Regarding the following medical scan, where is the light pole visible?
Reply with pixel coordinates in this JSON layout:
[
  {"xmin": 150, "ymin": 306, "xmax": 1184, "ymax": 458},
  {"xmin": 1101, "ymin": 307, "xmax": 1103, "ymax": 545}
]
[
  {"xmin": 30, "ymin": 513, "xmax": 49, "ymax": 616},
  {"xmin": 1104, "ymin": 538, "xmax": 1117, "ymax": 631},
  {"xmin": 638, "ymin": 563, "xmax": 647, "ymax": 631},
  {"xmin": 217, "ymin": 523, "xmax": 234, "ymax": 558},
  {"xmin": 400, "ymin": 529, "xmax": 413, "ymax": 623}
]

• _REQUIRED WORK_
Rewrite all the records above line for line, requests included. Multiply every coordinate in the answers by 0.6 and round to whole numbers, with halves going up. Leave the numbers in the requests and their format samples unchanged.

• _PROBLEM SOLUTION_
Regarding the following medical scan, where is the light pole visible?
Reply with pixel coordinates in this JSON layout:
[
  {"xmin": 150, "ymin": 306, "xmax": 1184, "ymax": 458},
  {"xmin": 1101, "ymin": 307, "xmax": 1103, "ymax": 545}
]
[
  {"xmin": 18, "ymin": 308, "xmax": 29, "ymax": 370},
  {"xmin": 662, "ymin": 323, "xmax": 670, "ymax": 379},
  {"xmin": 383, "ymin": 338, "xmax": 388, "ymax": 379},
  {"xmin": 130, "ymin": 314, "xmax": 140, "ymax": 335},
  {"xmin": 240, "ymin": 317, "xmax": 248, "ymax": 374}
]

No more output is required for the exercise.